◆ EXERCISE AIM
Taking the line that contains "output | column" as the first and the final line of the records as the last, write out every line between them exactly, ends included, and nothing else.

(Stored records)

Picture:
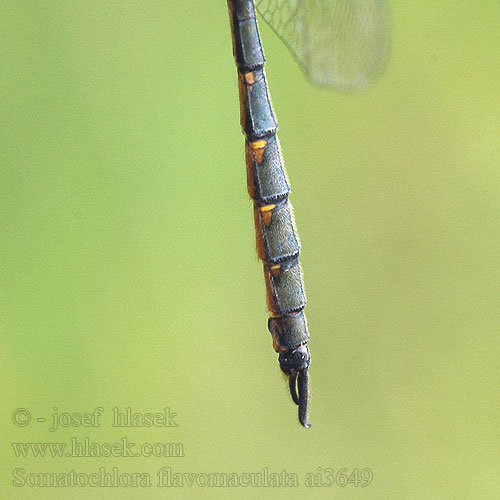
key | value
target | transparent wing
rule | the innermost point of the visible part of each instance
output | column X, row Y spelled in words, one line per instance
column 343, row 43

◆ OUTPUT FOR THIS EXERCISE
output | column X, row Y spelled in words, one line per instance
column 343, row 43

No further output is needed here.